The other danger to Twitter, acknowledged by Musk in his interview with Yaccarino, is that most people don’t actually like being on Twitter; he said the company is working to “maximise the unregretted user time” on the platform. The ad execs in the room would have recognised this as similar to the widely used “net promoter score”, or NPS – a rating given to brands that quantifies how likely a consumer is to recommend their product to someone else. Tesla is a company built on NPS: with no advertising, it has shaped a brand through how much people enjoy driving and owning Teslas (“Our owners become our ambassadors,” Musk told the trade magazine Ad Age in 2009). Out of a maximum of 100, Apple has an NPS of 47 and Sony has an NPS of 61. Twitter’s NPS is three.

“No one would tell a friend glowingly how much they enjoy Twitter,” says Daisley. “People perceive that Twitter fulfils a need, but don’t feel any brand fondness to Twitter. Most people hate their Twitter usage, even though they return to using it repeatedly.” When large numbers of people are using a product they don’t really like, he says, “that is classically where you’d find a market fit for disruption”.

Task directions:
Copy the portion of the Twitter passage between "The other danger" and "NPS is three.", inclusive. The listing that follows is separate material, unrelated to the Twitter passage.

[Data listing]

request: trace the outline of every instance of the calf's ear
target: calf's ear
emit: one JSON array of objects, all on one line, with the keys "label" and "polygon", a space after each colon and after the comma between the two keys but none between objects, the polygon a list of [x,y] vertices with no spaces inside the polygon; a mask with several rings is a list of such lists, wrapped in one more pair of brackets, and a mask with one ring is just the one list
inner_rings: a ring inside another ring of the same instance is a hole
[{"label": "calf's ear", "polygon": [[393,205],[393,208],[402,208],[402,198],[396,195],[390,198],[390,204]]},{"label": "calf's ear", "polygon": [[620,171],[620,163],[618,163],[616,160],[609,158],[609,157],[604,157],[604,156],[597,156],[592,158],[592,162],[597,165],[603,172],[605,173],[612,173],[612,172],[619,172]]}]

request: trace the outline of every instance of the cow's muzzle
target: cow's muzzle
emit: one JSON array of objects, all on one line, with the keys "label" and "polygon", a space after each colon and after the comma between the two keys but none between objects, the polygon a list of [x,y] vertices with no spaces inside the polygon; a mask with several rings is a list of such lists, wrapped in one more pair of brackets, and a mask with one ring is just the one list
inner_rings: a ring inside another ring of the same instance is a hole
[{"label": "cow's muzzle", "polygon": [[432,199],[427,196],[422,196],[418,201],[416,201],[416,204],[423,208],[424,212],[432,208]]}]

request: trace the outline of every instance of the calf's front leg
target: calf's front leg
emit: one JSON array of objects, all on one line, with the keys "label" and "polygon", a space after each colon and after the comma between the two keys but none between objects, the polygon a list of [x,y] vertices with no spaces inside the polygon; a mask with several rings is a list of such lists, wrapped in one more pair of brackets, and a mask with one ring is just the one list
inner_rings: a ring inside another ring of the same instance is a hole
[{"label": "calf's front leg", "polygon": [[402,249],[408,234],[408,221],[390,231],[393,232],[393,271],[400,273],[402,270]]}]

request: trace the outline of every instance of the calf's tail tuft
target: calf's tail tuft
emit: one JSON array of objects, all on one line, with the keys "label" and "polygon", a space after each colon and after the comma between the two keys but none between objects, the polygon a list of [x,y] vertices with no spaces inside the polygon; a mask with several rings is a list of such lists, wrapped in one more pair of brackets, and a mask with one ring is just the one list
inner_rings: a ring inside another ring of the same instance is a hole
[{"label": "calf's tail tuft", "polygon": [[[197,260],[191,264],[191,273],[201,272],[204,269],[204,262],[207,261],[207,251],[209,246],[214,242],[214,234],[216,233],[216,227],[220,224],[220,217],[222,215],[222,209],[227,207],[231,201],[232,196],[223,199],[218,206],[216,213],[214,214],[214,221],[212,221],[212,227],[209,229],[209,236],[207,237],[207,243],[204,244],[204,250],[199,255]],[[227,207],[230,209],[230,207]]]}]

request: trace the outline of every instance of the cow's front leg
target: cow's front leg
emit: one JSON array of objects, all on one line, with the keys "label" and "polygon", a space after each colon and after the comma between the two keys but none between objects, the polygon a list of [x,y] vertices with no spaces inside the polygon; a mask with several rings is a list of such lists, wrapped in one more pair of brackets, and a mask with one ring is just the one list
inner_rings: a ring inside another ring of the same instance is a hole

Exercise solution:
The other danger to Twitter, acknowledged by Musk in his interview with Yaccarino, is that most people don’t actually like being on Twitter; he said the company is working to “maximise the unregretted user time” on the platform. The ad execs in the room would have recognised this as similar to the widely used “net promoter score”, or NPS – a rating given to brands that quantifies how likely a consumer is to recommend their product to someone else. Tesla is a company built on NPS: with no advertising, it has shaped a brand through how much people enjoy driving and owning Teslas (“Our owners become our ambassadors,” Musk told the trade magazine Ad Age in 2009). Out of a maximum of 100, Apple has an NPS of 47 and Sony has an NPS of 61. Twitter’s NPS is three.